Excerpt to read
--------------------------------

Why would you have to think computationally?

First, the way or approach used by computers to interpret, analyze or solve problems is different from the way human beings interpret or solve problems. In other to effectively communicate with the computer, you have to be as detailed and logical as possible.

Secondly, the process involved in breaking down a problem into simple tasks that could be understood by the computer provides a better understanding of the problem. A good understanding of a problem makes the solution easier and that is what computation thinking does.

Therefore, in other to effectively communicate with the computer or have the computer solve a problem for you, you have to think computationally. You have to think like computers.

There are four principles of computation thinking and they include:

  • Decomposition
  • Pattern recognition
  • Abstraction
  • Algorithm design

Decomposition

This has to do with breaking down a problem into simpler and small manageable chunks. It is about breaking down problems into smaller parts or units. These could be a series of activities to be done in other to solve the problem. Therefore, if all these small chunks that comprise the problem are solved, the problem is eventually solved.

An example of decomposition is breaking down the process of cooking a particular meal into smaller chunks like washing vegetables, slicing vegetables, boiling water, mincing meats and so on.

Decomposition entails figuring out all the possible activities, tasks, steps, and so on, required to solve a problem.

Learning how to break down (decompose) a problem into smaller units is essential. If you master this skill, there is no problem you cannot solve.

Pattern recognition

Pattern recognition has to do with identifying shared similarities or differences within the smaller chunks of the problem. It’s about finding out the relationships that exist between the decomposed problems.

--------------------------------

Recorded information
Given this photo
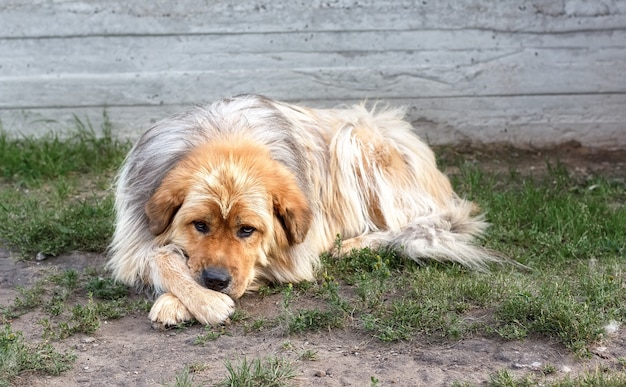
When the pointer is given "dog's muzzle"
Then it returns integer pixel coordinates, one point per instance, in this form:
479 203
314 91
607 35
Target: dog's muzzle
215 279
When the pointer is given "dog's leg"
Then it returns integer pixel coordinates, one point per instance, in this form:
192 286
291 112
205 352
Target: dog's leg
168 311
184 298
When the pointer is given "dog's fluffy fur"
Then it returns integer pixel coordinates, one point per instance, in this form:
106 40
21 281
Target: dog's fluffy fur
223 198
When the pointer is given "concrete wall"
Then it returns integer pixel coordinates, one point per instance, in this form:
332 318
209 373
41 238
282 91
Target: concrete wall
526 72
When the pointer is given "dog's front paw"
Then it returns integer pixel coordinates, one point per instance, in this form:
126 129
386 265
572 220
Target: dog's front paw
211 307
168 311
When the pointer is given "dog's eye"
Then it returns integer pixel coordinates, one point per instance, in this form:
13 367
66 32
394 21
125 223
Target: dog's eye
245 231
201 226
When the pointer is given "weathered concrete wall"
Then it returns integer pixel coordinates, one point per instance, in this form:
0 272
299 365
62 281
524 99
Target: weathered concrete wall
526 72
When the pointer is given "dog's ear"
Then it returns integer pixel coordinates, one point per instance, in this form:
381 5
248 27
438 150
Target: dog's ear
292 209
165 202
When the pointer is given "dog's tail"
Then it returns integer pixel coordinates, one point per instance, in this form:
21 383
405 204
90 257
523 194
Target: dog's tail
449 236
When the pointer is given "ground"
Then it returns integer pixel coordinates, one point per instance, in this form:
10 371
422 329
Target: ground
128 351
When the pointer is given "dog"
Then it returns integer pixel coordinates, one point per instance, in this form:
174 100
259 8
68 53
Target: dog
224 198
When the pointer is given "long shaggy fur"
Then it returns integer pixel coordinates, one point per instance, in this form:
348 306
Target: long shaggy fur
302 176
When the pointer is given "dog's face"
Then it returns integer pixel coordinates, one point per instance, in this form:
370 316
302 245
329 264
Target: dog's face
230 208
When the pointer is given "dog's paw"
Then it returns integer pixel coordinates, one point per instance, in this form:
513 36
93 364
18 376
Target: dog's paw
168 311
211 307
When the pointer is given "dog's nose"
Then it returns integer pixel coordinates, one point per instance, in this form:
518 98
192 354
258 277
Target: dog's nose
215 279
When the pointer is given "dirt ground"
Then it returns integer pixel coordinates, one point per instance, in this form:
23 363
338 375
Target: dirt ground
129 352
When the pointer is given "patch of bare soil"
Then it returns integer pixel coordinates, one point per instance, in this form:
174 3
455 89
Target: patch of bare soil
128 351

--------------------------------

Exercises
a – What four principles of computation thinking does the excerpt on computational thinking list?
b – Print the excerpt on computational thinking from "There are four" down to "solve a problem.".

Task answers
a – Decomposition, pattern recognition, abstraction, and algorithm design.

b –
There are four principles of computation thinking and they include:

  • Decomposition
  • Pattern recognition
  • Abstraction
  • Algorithm design

Decomposition

This has to do with breaking down a problem into simpler and small manageable chunks. It is about breaking down problems into smaller parts or units. These could be a series of activities to be done in other to solve the problem. Therefore, if all these small chunks that comprise the problem are solved, the problem is eventually solved.

An example of decomposition is breaking down the process of cooking a particular meal into smaller chunks like washing vegetables, slicing vegetables, boiling water, mincing meats and so on.

Decomposition entails figuring out all the possible activities, tasks, steps, and so on, required to solve a problem.